═════ Stored data

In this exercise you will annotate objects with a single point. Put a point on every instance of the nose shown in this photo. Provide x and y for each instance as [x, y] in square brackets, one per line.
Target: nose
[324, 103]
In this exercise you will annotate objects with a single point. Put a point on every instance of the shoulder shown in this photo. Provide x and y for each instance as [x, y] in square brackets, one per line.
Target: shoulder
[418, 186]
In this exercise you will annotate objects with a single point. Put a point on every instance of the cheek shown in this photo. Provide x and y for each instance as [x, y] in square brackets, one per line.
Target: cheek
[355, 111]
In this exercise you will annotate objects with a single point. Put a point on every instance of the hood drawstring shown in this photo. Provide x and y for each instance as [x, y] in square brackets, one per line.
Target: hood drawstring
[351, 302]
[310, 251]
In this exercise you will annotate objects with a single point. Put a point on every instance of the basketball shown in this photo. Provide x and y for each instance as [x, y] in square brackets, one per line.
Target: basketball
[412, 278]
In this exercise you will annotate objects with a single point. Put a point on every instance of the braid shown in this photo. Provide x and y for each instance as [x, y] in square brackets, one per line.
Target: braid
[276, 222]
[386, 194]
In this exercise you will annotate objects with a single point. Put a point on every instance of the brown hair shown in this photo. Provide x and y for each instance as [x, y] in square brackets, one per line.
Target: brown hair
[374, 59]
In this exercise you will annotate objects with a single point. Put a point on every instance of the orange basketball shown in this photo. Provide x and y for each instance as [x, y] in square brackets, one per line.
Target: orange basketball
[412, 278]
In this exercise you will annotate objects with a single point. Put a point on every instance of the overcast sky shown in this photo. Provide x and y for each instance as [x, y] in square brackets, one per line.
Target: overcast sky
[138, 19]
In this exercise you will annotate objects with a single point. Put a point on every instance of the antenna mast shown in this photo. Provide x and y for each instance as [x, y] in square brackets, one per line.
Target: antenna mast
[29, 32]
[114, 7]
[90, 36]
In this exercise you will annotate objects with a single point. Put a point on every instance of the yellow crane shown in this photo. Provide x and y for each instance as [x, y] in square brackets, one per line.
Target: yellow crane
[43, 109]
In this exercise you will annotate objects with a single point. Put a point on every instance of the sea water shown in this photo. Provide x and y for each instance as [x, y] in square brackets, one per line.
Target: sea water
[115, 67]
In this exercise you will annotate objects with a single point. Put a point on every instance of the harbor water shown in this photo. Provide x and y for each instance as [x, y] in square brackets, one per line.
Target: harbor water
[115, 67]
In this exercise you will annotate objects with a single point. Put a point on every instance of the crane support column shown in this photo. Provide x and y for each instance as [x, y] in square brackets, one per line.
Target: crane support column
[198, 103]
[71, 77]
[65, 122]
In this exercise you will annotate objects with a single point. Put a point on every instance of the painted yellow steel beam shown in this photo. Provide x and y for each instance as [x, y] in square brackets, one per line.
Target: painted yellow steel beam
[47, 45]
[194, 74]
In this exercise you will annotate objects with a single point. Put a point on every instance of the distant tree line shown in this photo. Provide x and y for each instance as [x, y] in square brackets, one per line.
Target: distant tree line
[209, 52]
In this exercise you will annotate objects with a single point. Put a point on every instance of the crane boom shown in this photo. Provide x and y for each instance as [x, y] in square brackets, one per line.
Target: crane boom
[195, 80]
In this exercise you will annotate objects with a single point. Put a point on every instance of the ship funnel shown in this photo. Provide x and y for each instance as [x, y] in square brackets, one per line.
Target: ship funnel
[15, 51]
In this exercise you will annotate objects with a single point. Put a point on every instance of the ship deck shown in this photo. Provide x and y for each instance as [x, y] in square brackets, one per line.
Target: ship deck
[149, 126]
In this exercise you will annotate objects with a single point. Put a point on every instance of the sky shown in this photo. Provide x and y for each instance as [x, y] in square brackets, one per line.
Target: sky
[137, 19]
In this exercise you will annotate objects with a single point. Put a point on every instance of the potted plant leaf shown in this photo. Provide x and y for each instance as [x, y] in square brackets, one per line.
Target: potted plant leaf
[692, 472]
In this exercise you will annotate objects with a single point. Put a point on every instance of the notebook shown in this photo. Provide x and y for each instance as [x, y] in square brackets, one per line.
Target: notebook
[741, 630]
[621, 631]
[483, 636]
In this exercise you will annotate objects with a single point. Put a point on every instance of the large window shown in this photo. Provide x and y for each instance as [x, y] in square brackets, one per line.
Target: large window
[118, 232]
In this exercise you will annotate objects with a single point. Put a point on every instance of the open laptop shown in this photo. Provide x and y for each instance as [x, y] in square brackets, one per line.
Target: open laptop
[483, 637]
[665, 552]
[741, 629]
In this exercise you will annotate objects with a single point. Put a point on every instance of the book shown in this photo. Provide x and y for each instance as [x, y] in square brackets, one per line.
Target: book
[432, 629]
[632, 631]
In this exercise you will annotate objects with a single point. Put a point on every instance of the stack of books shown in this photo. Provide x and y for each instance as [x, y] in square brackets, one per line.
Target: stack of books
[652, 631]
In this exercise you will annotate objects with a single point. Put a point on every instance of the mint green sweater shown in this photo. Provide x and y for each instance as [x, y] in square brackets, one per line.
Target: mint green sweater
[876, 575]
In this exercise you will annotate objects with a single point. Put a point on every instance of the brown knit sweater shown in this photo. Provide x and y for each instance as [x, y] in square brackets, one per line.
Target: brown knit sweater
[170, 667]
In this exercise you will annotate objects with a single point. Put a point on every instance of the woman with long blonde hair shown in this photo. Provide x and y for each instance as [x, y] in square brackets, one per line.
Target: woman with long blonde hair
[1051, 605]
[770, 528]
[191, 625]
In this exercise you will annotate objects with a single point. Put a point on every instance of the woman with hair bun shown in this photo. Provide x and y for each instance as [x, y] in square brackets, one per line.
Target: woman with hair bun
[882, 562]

══════════

> **Work to be completed**
Copy out verbatim every line from the one containing "of the mint" through the last of the rows, including both ends.

> **Solution to the exercise**
In this exercise you will annotate objects with a single point. Put a point on every instance of the mint green sweater shown in this photo. Provide x and y for each instance as [x, y] in square brackets, one per line.
Target: mint green sweater
[876, 575]
In this exercise you will annotate objects with a single point. Put a point on every instance of the brown knit sweater shown in this photo. Provide x and y for each instance as [x, y] in square brackets, one per line.
Target: brown knit sweater
[170, 667]
In this exercise you will annotate objects with a single point. Put a point on every instance of the woman with long blonde hair shown in this photo. Provide x and y for each instance as [x, y] in square brackets, one per line.
Target: woman with long blonde hair
[1051, 605]
[770, 528]
[191, 625]
In this exercise you will annotate objects with a single point. Put a point on every instance of the woman with hair bun shown in this photo. Provide x and y for each instance as [x, y] in square brackets, one per line.
Target: woman with hair bun
[882, 562]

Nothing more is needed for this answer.